Direction
Can you transcribe every record below exactly as it appears?

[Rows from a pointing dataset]
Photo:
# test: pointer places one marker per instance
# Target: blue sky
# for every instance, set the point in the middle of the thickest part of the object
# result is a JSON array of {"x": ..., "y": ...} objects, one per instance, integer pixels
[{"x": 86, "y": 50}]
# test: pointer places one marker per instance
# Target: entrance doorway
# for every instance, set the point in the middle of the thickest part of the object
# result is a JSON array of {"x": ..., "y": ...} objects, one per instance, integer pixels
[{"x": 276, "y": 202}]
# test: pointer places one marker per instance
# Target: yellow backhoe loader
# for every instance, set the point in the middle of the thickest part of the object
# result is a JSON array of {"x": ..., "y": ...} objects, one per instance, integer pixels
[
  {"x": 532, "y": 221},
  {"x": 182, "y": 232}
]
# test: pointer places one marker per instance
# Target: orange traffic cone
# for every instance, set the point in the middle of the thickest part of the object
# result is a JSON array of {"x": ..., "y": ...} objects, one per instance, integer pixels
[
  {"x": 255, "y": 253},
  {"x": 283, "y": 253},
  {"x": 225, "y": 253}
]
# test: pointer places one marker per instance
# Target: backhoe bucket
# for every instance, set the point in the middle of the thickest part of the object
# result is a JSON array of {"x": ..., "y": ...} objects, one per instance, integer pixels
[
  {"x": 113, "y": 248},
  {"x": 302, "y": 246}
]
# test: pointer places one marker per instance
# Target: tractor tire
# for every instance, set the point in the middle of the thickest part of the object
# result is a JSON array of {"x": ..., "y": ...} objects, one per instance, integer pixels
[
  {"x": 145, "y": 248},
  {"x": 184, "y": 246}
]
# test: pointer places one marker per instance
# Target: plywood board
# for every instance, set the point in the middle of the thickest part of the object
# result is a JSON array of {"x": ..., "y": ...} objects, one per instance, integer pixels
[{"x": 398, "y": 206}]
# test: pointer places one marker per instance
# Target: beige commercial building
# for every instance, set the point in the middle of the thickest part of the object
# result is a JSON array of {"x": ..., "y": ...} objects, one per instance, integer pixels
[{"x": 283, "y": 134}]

Solution for this problem
Photo:
# test: pointer places one marker per instance
# Target: blue sky
# for every instance, set the point in the middle of the thickest part of the object
# result is a JSON array of {"x": ..., "y": ...} objects, one per instance, integer pixels
[{"x": 86, "y": 50}]
# test: pointer places one marker per instance
# Target: entrance doorway
# for every instance, set the point in the middle of the thickest part of the object
# result is a JSON array of {"x": ..., "y": ...} objects, one per instance, integer pixels
[{"x": 276, "y": 202}]
# test: pointer places one marker per instance
# Target: yellow backhoe loader
# for every instance, set the point in the middle of the thickest part of the object
# result is a JSON array of {"x": ..., "y": ...} objects, one per instance, integer pixels
[
  {"x": 532, "y": 221},
  {"x": 182, "y": 232}
]
# test: pointer places one marker per instance
# Target: orange traffic cone
# for every instance, set the point in the middle of the thickest part of the object
# result is a JSON array of {"x": ..., "y": ...} objects, one per instance, integer pixels
[
  {"x": 255, "y": 253},
  {"x": 283, "y": 253},
  {"x": 225, "y": 253}
]
# test: pointer places one marker per instance
# Target: backhoe bucket
# for every instance, set the point in the middle of the thickest part of the object
# result is a JSON array of {"x": ..., "y": ...} objects, one per instance, integer pixels
[
  {"x": 113, "y": 248},
  {"x": 302, "y": 246}
]
# test: pointer places one marker per instance
# Target: tractor tire
# for every instance, set the point in the middle of the thickest part of the object
# result is a JSON array of {"x": ..., "y": ...} objects, one per instance, integer pixels
[
  {"x": 145, "y": 248},
  {"x": 184, "y": 246}
]
# test: pointer places one marker per instance
# Target: plywood board
# for every instance, set the point in the middle of the thickest part of the object
# result is a JSON array of {"x": ..., "y": ...} objects, one per instance, integer pixels
[{"x": 398, "y": 206}]
# test: pointer places one marker per instance
# Target: beige commercial building
# for every instance, set the point in the middle of the thickest part of the object
# result is a JSON array of {"x": ..., "y": ...} objects, one per instance, integer pixels
[{"x": 283, "y": 134}]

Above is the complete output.